Witaj serdecznie,
Jestem Kasia. Mam nadzieję, że będziesz się tu czuć dobrze i znajdziesz interesujące Cię przepisy tudzież potrzebne kulinarne informacje, jeśli nie śmiało pytaj, postaram się pomóc. ;)
Blog założyłam cztery lata temu. Trochę z potrzeby misji, jakkolwiek patetycznie to brzmi, ale mówię całkiem serio. ;) Martwi mnie, że coraz mniej uwagi przykładamy do domowych posiłków, do cieszenia się tym wspólnie spędzonym czasem i celebrowania go. Żyjemy szybko, jemy w biegu, bardzo często na mieście, a jak już gotujemy coś w domu często kończy się na podgrzaniu gotowych półproduktów. Na przygotowanie obiadu na ogół udaje nam się jeszcze znaleźć chwilę, ale na jakiś nietuzinkowy deser czy ciasto na niedzielę już niekoniecznie. Znaczna część społeczeństwa je mocno przetworzone gotowe słodycze, kupujemy pieczywo czy ciasta, które z naturalnymi produktami niewiele maja wspólnego. Niestety. Dlatego chciałabym pokazać, że czas spędzony na przygotowaniu wspólnego posiłku, wypieku nie jest czasem straconym, zbliża do siebie członków rodziny, partnerów, wpływa na relacje, a dzieciom gwarantuje niesamowite ciepłe wspomnienia. Pieczenie czy gotowanie może być naprawdę wspaniałą przygodą i zabawą, a często w naszym pędzącym społeczeństwie utożsamiane jest z ciężką harówką i marnowaniem czasu, którego i tak wiecznie nam brakuje. Chce walczyć z tym stereotypem. Gotowanie wcale nie musi być czasochłonne, choć oczywiście czasami bywa, a na pewno nie jest to czas zmarnowany.

**Polecenia i wymagania:** Wymień wszystkie skutki, jakie według fragmentu o blogu kulinarnym przynosi czas spędzony na przygotowaniu wspólnego posiłku lub wypieku.

**Przedstawione dane:**
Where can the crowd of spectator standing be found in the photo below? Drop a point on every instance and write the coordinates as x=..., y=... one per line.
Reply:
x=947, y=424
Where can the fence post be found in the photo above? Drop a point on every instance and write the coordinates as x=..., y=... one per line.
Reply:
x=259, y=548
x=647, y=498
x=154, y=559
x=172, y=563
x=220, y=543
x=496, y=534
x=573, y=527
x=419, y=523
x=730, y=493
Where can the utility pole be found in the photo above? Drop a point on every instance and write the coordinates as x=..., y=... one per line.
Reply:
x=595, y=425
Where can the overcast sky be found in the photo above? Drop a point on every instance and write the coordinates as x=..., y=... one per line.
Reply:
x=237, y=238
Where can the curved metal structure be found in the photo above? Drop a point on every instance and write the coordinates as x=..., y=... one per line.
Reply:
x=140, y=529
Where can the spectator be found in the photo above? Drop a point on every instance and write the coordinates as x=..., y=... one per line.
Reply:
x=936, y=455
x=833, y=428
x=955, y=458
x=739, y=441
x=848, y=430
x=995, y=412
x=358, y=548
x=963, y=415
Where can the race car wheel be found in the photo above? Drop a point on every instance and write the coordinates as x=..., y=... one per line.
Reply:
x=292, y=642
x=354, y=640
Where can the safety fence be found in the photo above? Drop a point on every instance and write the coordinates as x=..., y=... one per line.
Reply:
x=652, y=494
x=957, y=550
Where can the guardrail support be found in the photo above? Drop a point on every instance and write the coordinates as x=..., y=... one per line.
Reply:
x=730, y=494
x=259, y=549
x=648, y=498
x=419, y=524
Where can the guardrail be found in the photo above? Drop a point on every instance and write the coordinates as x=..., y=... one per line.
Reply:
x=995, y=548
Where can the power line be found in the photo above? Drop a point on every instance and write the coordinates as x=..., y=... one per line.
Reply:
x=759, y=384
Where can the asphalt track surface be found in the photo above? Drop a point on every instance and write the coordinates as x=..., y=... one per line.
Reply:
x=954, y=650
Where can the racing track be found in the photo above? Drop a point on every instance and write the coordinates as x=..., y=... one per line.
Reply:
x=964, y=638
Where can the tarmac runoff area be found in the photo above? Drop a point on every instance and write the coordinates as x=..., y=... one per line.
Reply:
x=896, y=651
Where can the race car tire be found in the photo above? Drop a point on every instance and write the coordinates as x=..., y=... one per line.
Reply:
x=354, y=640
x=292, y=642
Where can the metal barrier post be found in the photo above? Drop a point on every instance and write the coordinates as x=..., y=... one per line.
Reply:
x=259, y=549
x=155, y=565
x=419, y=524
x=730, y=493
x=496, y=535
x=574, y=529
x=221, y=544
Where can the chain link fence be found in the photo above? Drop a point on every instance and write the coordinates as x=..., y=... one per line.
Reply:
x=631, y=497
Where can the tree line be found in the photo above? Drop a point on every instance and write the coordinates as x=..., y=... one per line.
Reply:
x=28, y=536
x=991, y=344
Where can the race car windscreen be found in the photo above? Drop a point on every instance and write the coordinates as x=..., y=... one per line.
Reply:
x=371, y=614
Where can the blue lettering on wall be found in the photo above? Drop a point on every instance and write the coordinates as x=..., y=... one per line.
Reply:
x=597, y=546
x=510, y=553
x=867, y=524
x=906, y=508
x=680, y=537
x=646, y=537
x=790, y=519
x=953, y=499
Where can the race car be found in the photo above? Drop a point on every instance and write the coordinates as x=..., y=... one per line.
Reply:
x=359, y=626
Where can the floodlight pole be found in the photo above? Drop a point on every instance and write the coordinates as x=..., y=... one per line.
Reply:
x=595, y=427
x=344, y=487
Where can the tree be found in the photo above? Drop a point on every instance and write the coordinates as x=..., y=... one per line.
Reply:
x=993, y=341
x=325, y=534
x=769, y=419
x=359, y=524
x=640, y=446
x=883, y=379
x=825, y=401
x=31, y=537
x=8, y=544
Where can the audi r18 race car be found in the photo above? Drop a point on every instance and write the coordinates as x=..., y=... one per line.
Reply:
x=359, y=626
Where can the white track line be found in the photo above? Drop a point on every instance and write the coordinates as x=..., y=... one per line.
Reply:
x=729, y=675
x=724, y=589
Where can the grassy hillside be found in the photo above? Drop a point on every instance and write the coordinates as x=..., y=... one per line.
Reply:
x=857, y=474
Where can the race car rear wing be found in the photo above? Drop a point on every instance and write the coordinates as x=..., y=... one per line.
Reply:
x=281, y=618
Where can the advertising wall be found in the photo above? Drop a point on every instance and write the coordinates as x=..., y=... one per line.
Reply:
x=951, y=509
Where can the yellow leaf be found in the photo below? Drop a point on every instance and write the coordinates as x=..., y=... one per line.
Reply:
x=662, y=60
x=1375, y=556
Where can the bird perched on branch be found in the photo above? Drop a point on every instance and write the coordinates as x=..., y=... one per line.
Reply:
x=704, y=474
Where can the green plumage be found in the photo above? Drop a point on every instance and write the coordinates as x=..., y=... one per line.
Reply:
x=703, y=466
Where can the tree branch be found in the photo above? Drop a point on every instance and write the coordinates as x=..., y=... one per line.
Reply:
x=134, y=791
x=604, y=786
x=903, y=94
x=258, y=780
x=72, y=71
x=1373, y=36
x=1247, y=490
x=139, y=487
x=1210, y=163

**Wynik zadania:**
- Zbliża do siebie członków rodziny i partnerów.
- Wpływa na relacje.
- Dzieciom gwarantuje niesamowite ciepłe wspomnienia.